▶ The exercise
Copy out all of the records below, swapping every "Locate" for "Find" and changing nothing else. Leave the pictures out of your answer.

▶ Data provided
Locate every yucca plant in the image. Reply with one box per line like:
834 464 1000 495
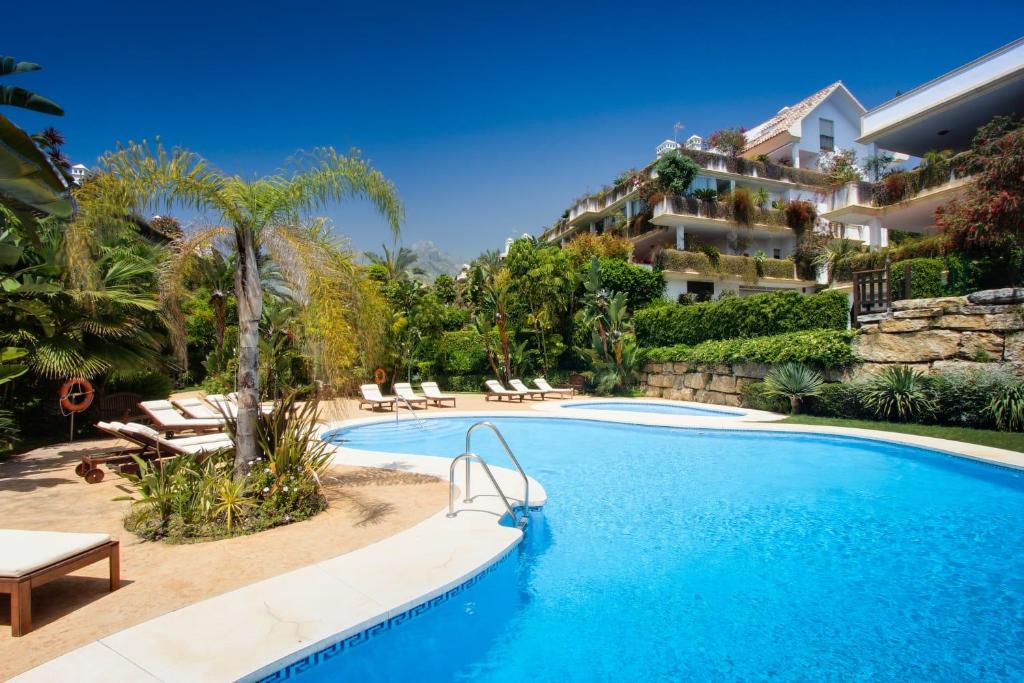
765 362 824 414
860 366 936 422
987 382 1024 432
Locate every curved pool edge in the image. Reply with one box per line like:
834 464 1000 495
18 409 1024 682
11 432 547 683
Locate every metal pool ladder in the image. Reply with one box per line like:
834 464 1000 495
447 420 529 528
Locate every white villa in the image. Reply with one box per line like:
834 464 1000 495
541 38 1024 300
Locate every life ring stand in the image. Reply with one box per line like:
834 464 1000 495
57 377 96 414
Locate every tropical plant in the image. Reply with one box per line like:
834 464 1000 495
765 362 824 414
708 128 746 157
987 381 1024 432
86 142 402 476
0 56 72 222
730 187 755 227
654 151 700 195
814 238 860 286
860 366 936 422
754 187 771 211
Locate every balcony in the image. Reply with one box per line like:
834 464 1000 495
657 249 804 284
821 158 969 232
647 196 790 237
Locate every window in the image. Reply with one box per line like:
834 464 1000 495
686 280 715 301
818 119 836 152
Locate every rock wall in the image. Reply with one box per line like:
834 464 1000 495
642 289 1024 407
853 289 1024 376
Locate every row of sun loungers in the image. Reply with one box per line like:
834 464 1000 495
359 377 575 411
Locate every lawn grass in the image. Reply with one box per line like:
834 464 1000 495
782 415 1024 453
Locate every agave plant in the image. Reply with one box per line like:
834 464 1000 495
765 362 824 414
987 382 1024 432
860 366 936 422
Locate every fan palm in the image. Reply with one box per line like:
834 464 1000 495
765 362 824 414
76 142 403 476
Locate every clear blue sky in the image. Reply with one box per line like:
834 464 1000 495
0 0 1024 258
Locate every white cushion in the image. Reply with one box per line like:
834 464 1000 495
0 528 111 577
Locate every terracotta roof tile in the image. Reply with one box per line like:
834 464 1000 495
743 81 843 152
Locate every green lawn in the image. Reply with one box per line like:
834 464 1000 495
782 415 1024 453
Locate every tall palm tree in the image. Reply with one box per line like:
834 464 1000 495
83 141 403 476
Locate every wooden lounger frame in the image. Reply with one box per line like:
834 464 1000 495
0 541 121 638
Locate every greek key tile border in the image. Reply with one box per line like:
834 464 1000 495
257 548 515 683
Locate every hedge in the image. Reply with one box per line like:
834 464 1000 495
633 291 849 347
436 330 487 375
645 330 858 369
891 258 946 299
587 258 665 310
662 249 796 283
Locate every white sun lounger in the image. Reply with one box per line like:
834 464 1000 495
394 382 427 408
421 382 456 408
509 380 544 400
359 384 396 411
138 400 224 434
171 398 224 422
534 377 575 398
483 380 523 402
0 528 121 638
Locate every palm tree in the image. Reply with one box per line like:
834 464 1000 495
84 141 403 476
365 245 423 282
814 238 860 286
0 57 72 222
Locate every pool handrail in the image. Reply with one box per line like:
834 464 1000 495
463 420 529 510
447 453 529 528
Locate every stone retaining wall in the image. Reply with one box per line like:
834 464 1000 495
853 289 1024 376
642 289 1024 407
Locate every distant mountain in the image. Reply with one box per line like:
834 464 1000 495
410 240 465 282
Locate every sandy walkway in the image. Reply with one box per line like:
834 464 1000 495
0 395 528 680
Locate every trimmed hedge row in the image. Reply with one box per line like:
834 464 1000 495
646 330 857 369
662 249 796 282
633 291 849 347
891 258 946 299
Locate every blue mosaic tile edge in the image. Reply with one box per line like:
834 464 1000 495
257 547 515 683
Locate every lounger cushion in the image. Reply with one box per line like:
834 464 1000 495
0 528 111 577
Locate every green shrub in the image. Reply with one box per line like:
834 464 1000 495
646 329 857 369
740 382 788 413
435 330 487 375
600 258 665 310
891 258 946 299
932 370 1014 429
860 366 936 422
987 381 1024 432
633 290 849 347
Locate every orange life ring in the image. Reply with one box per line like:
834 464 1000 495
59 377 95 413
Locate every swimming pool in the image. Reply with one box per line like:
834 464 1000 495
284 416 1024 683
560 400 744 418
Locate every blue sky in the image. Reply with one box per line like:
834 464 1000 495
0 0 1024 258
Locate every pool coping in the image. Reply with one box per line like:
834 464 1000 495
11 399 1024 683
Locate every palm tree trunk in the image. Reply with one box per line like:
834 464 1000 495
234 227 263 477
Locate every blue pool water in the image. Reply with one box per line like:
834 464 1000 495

▶ Task solution
Find every yucca plant in the image. Reply with one box per line like:
834 464 1000 495
765 362 824 414
860 366 936 422
987 382 1024 432
Find every curved pool edge in the image. Reply with one box per line like:
834 464 1000 495
18 409 1024 682
11 432 547 683
Find every metal pool ladder in the image. Reply with one box per line like:
834 464 1000 495
447 420 529 528
Find every white villa in the image. Reply with one box per line like:
834 464 1000 495
541 38 1024 300
Find every life ring stand in the image. Reply with one box per line like:
834 464 1000 495
57 377 96 414
Find every tropical plant in the image. Reply with one box per line like:
834 464 1000 495
765 362 824 414
708 128 746 157
987 381 1024 432
86 142 402 476
0 56 72 222
730 187 755 227
654 151 700 195
814 238 860 286
860 366 936 422
754 187 771 211
Find every balcony in the image. Reply with one box per line like:
834 464 1000 495
657 249 804 284
821 158 969 232
647 196 790 237
Find every window in the image. Reply with one box per line like:
834 464 1000 495
686 280 715 301
818 119 836 152
Find every rock wall in the image. Reply with one box per line like:
834 464 1000 495
642 289 1024 407
853 289 1024 376
Find every row of sun loungers in the image. Reply with one box per line like:
834 464 1000 495
359 377 575 411
Find every lawn grass in the image. Reply with one box per line like:
834 464 1000 495
782 415 1024 453
Find every agave plant in the image. Reply with one box per line like:
834 464 1000 495
765 362 824 414
987 382 1024 432
860 366 936 422
Find every fan palm in the image. Reply with one box per line like:
834 464 1000 495
765 362 824 414
76 142 403 476
Find every clear blue sky in the image. Reply with one box per line like:
834 464 1000 495
0 0 1024 258
Find every white cushion in the image. Reply with one box per line like:
834 464 1000 495
0 528 111 577
Find every terracotta roof tile in the image. Reply with one box per line like:
834 464 1000 495
743 81 843 152
Find every green lawn in the image. Reply with one box per line like:
834 464 1000 495
782 415 1024 453
Find every tall palm tree in the image. Reply with one box per line like:
834 464 1000 495
83 141 403 476
Find every wooden lounger frame in the image. Reply with one box per line like:
834 464 1000 495
0 541 121 638
Find every greek key tile border in the image. Reply with one box per line like:
834 464 1000 495
257 548 515 683
Find every hedge in the image. Reply with one box per line like:
834 464 1000 495
633 291 849 347
436 330 487 375
645 330 858 369
891 258 946 299
587 258 665 310
662 249 796 283
Find every white sun lounger in the image. Reply with one box per line like:
834 464 1000 495
394 382 427 408
421 382 456 408
509 380 544 400
359 384 396 411
138 400 224 434
171 398 224 422
534 377 575 398
483 380 523 402
0 528 121 638
Find every palm tree in the image. Reply with one box per line like:
834 464 1000 495
84 141 403 476
365 245 423 282
814 238 860 286
0 57 72 222
Find every pool handrail in the image. Reply with one box per line like:
834 464 1000 495
463 420 529 510
447 453 529 528
Find every stone retaining wall in the image. Reply with one box per line like:
834 464 1000 495
853 289 1024 376
642 289 1024 407
Find every distant mountain in the image. Reply with one box per line like:
834 464 1000 495
410 240 465 282
Find every sandy walkway in the image. Reply with one box per line like:
834 464 1000 495
0 395 528 680
Find every trimmed hedge row in the image. Reply with one box per line like:
834 464 1000 495
646 330 857 369
662 249 796 282
633 291 849 347
891 258 946 299
Find every blue mosaic tile edge in the image. Reply with one box per line like:
834 464 1000 495
257 547 515 683
Find every lounger cushion in the image. Reply with one box per line like:
834 464 1000 495
0 528 111 577
Find every green shrub in the image. Reply with one box per line like:
834 464 1000 495
646 329 857 369
740 382 788 413
435 330 487 375
600 258 665 310
891 258 946 299
932 370 1014 429
860 366 936 422
987 381 1024 432
633 290 849 347
Find every orange life ring in the image. Reply with one box per line like:
834 464 1000 495
59 377 95 413
Find every swimming pool in the image. Reply with one box per line like:
834 464 1000 495
284 416 1024 683
560 400 744 418
Find every blue sky in the image. Reply with one box per line like:
834 464 1000 495
0 0 1024 258
Find every pool coping in the image. Reply with one box per line like:
834 464 1000 495
11 399 1024 683
Find every palm tree trunk in the image. Reply with one box per line like:
834 464 1000 495
234 227 263 477
Find every blue pool water in the image. Reply with one box per line like:
834 464 1000 495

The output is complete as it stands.